— Short task —
Write out, unchanged, the lines from the one holding "Every instance of the terracotta" to the close of the listing. Both the first and last lines belong in it.

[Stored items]

◆ ◆ ◆ ◆

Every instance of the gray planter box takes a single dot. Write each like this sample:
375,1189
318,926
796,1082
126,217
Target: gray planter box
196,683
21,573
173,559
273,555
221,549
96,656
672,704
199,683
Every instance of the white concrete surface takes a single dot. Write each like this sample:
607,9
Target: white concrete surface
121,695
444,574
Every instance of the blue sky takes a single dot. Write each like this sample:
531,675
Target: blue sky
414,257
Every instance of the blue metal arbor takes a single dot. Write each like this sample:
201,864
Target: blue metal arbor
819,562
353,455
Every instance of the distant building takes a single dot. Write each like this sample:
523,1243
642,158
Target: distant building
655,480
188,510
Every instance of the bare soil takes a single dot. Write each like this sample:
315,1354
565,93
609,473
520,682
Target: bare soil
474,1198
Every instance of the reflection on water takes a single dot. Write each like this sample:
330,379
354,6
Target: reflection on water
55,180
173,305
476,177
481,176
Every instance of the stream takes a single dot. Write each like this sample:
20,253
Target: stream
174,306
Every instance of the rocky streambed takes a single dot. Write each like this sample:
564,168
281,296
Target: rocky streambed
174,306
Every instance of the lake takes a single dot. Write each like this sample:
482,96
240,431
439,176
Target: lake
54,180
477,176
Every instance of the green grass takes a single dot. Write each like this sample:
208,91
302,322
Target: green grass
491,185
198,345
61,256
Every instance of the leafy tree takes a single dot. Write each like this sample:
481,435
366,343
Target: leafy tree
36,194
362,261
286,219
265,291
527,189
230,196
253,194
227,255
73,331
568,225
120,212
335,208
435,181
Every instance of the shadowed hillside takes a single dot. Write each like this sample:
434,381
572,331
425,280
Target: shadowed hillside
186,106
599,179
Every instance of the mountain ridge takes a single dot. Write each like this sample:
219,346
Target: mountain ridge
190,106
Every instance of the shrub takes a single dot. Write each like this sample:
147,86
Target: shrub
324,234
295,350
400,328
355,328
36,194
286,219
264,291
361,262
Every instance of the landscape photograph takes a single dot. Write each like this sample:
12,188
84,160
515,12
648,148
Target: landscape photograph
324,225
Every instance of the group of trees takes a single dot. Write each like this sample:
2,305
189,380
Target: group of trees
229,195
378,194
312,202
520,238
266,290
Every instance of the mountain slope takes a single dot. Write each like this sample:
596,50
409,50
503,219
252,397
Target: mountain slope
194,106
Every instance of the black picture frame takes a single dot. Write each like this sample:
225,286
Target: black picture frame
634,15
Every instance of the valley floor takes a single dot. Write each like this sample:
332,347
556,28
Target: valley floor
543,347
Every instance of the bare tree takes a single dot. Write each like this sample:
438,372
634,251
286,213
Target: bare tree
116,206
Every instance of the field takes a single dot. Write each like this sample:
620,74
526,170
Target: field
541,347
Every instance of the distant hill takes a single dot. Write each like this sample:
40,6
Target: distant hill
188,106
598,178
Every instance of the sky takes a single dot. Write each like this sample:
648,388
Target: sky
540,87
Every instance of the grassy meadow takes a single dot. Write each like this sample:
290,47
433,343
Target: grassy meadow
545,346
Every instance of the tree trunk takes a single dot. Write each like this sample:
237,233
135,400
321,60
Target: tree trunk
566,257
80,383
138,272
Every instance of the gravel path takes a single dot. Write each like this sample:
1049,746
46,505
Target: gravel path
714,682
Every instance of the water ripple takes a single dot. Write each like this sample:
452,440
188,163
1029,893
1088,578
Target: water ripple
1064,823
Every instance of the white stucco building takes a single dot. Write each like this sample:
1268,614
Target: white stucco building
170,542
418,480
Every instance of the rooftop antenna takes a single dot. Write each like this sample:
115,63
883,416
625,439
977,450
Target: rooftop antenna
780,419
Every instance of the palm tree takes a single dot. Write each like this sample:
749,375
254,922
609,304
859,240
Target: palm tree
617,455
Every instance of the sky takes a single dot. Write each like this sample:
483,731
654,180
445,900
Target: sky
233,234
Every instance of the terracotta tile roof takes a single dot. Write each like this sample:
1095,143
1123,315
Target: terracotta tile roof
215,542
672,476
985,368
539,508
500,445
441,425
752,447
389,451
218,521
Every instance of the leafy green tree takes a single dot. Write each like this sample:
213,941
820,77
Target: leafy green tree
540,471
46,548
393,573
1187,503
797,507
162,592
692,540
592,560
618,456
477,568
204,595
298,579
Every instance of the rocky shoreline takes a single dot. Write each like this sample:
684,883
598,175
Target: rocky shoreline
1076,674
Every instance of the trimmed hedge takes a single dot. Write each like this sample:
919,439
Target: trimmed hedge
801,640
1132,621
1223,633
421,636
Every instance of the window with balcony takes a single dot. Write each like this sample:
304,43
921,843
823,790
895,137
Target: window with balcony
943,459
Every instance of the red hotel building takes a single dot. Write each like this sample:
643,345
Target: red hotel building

◆ ◆ ◆ ◆

— Solution to the problem —
Every instance of the terracotta tile roof takes a single dot. Write each like this sample:
1095,143
1123,315
Target: terracotta tile roof
215,542
672,476
985,368
539,508
500,445
441,425
752,447
389,451
218,521
Every instance of the leafy green tree takes a single dot. Write each like this sample:
213,941
820,77
Target: leafy green tree
540,471
46,548
393,573
1187,503
797,507
162,592
692,540
592,560
618,456
477,568
204,595
298,579
Every instance of the rocky shoreline takes a single dot. Write each like this sample:
684,883
598,175
Target: rocky shoreline
1076,674
Every instance of the trimmed hedge takes a single dot. Write each like this sample:
919,439
Target: trimmed hedge
801,640
1132,621
1223,633
421,636
Every instance of the window with balcony takes a single dot. Write each like this sample:
304,43
921,843
823,790
895,137
Target: window with balcony
943,459
Every instance of the red hotel building takes a single dot. Write each like this sample:
643,345
Target: red hotel building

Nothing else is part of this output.